======== Data ========
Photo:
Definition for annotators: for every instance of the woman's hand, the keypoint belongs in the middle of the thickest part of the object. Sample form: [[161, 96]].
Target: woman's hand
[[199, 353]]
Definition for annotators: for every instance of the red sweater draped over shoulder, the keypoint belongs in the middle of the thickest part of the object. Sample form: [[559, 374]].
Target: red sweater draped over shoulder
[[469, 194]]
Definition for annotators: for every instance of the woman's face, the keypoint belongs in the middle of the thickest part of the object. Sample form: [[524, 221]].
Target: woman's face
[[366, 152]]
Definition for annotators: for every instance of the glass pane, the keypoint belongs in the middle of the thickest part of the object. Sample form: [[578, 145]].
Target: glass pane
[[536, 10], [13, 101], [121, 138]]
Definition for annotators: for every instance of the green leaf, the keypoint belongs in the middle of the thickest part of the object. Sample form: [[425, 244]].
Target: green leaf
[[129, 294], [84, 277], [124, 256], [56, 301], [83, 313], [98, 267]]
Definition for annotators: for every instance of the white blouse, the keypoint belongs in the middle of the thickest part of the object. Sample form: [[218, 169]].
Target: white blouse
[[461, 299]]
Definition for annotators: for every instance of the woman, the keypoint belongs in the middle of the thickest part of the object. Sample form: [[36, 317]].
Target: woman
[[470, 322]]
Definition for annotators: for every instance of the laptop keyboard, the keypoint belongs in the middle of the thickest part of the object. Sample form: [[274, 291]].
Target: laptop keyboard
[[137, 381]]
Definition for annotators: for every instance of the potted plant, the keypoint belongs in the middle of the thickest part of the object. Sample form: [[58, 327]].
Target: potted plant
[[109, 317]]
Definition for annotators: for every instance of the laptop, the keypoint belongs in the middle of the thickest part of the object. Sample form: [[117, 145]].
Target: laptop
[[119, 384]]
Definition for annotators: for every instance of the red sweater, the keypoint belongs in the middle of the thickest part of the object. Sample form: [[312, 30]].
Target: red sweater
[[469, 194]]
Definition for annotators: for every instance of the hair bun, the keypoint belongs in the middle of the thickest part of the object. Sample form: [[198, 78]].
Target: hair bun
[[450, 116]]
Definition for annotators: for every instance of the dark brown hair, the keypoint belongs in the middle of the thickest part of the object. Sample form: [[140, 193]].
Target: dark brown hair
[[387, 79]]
========
Copy the entries above verbatim, everything from the start of the entries down to the line containing "[[536, 10], [13, 101], [121, 138]]", including that line.

Photo:
Definition for annotators: for every instance of the woman's hand, the keypoint belongs in the middle of the thickest part of the object. Sample form: [[161, 96]].
Target: woman's hand
[[199, 353]]
Definition for annotators: for every instance of the red sweater draped over shoulder, the keypoint belongs in the middle of the thickest part of the object. Sample form: [[559, 374]].
Target: red sweater draped over shoulder
[[469, 194]]
Definition for annotators: for every instance of the woman's face, the keypoint belongs in the middle of the thickest part of the object. Sample form: [[524, 221]].
Target: woman's face
[[366, 152]]
Definition for annotators: for every instance of the glass pane, the keypoint belongs in the middle of the thickest part of the object. Sample form: [[578, 145]].
Target: glass pane
[[536, 10], [13, 101], [121, 138]]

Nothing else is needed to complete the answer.